■ **Exercise instructions**
1. From the article on Dubbo businesses, list every type of business the government closed, whether fully or for all but takeaway service.
2. Pick up the article on Dubbo businesses after its final sentence and continue writing it.

■ **Extract provided**
§ §
Embattled business owners at Dubbo are rapidly reshaping their operations to keep trading safely amid the coronavirus outbreak.
The Monkey Bar is among the hospitality venues forced to close for all but takeaway food and drinks service but publicans Tim and Cass Smith are not giving up.
Their plucky move to ramp up their existing takeaway offering is resourcefulness Dubbo Chamber of Commerce president Matt Wright is seeing across the city.
He said a lot of businesses were taking an innovative approach as the country battled coronavirus.
"Crisis breeds innovation," he said.
The government closed pubs, clubs, cafes and restaurants for all but takeaway service, as well as closing gyms from Monday, to prevent gatherings of people.
In response Dubbo had seen eateries move to takeaway offerings and perhaps adjusting their menus accordingly, Mr Wright said.
Other businesses were even starting to offer their services online to their clients, he said.
For example, some of the gyms were looking to do some tutoring or classes online, he said.
Across other industries, working from home was happening, with technology used to continue to keep in contact with staff or maintain contact across their customer base, the chamber president reported.
"So I think businesses are trying to show some innovation so that, we know that it's not business as usual, it's far from that, but to at least try to keep the wheels turning over, while we're all going through this," Mr Wright said.
When Mr and Mrs Smith returned to their home town to realise their dream of running a pub in 2017, they could not have foreseen the coronavirus emergency.
With their backs to the wall, they have come up with a plan.
§ §
■ **Dataset records**
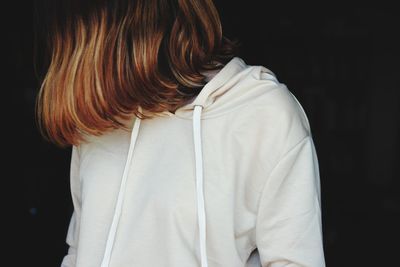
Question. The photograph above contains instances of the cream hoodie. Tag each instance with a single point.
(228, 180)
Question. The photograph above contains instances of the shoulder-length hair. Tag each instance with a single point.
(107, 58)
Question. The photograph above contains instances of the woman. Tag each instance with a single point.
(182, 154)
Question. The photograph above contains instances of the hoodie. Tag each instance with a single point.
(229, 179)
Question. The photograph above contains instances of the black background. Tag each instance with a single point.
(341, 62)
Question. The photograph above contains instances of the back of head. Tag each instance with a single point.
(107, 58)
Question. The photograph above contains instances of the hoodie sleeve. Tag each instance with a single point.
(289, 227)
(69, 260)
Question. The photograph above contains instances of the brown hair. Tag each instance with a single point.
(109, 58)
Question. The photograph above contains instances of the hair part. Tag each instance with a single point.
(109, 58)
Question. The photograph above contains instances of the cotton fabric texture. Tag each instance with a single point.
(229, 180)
§ §
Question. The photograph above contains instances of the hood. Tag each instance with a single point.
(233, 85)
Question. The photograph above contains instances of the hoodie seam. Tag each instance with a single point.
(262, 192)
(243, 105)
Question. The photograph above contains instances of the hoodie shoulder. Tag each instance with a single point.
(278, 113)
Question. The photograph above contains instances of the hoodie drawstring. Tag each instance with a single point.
§ §
■ **Answers to the tasks**
1. Pubs, clubs, cafes, restaurants, gyms

2.
"We have pivoted our focus, while we've always offered takeaways, this is now our only way forward under the current restrictions and so we're putting all of our efforts into this while we are able," Mr Smith said.
Having a takeaway alcohol licence allowed them to continue to provide tap beer in cans for takeaway and fill growlers/bottles when people brought them in, he said.
The publican urged people to look after their own health and their community.
"Please stay safe, there's no arguing that we need to limit contact with each other, but you can still do this while supporting local businesses at this time," he said.
"Your support is so important right now, for all local business, during this unprecedented time.
"Now's the time to really understand and embody what it means to be a community.
"Also, everyone's social lives are coming to a halt.
"Don't let that stop you grabbing some dinner and a drink and just picking up the phone for a chat, everyone's concerned with their physical health at the moment, but mental health, especially when we're in restricted contact, is just as important."